In May of 1993, Kova obtained a judgment against Carl H. Miller, who is the Debtor in the present Chapter 7 bankruptcy. Before the Debtor's bankruptcy, Kova placed a judgment lien on the Debtor's real property. This property consists of the following parcels: an eighty acre homestead farm claimed as the Debtor's residence, a 36 acre parcel of farmland, a 40 acre parcel of farmland, and a nine and nine-tenths acre commercial lot.

The Debtor originally filed for bankruptcy protection under Chapter 12 of the Bankruptcy Code in April of 1994. In December of 1994, Debtor converted his case to a case under Chapter 11. Finally, in April of 1995, Debtor's case was converted to a case under Chapter 7, and Debtor subsequently filed the present Motion to Avoid Judgment Lien of Kova. The Debtor asserts, and Kova does not deny, that the Debtor has no equity in the property to which Kova's lien attaches.

LAW

The Bankruptcy Code, 11 U.S.C. § 101 et seq., prior to the Bankruptcy Reform Act of 1994, provides in pertinent part:

11 U.S.C. § 522. Exemptions

(f) Notwithstanding any waiver of exemptions, the debtor may avoid the fixing of a lien on an interest of the debtor in property to the extent that such lien impairs an exemption to which the debtor would have been entitled under subsection (b) of this section, if such lien is —

(1) a judicial lien[.]

The Bankruptcy Reform Act of 1994 has amended § 522 to provide, in pertinent part:

11 U.S.C. § 522. Exemptions

(f)(1) Notwithstanding any waiver of exemptions but subject to paragraph (3), the debtor may avoid the fixing of a lien on an interest of the debtor in property to the extent that such lien impairs an exemption to which the debtor would have been entitled under subsection (b) of this section, if such lien is —

(A) a judicial lien . . .

+--

*What you should do*. Repeat word for word the part of the bankruptcy passage above from "(f)(1) Notwithstanding any" up to and including "judicial lien . . .".

*Material*.
+--

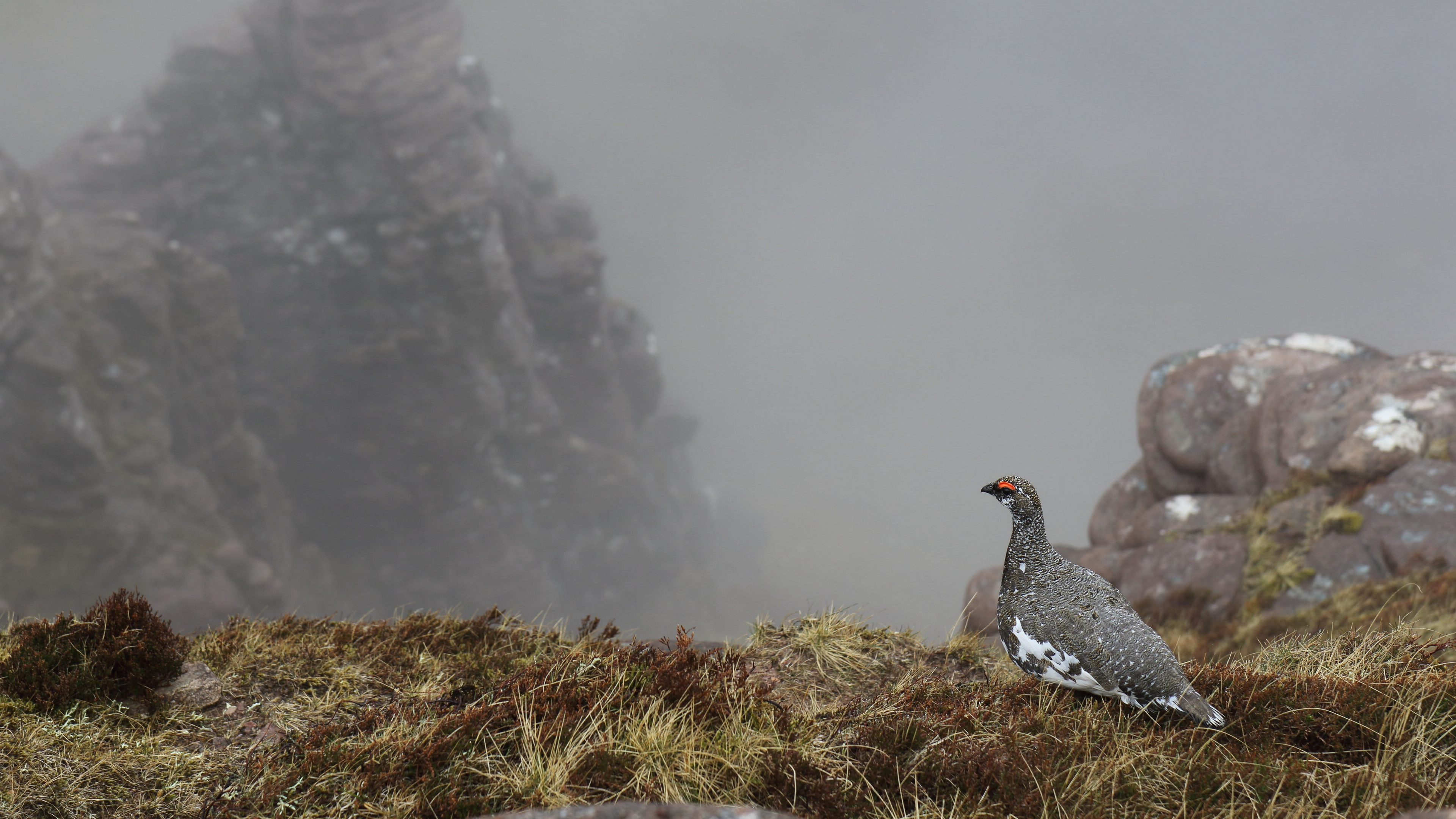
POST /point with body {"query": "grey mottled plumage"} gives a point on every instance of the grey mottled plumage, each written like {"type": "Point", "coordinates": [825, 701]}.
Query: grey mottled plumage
{"type": "Point", "coordinates": [1066, 624]}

+--

*Answer in full*.
(f)(1) Notwithstanding any waiver of exemptions but subject to paragraph (3), the debtor may avoid the fixing of a lien on an interest of the debtor in property to the extent that such lien impairs an exemption to which the debtor would have been entitled under subsection (b) of this section, if such lien is —

(A) a judicial lien . . .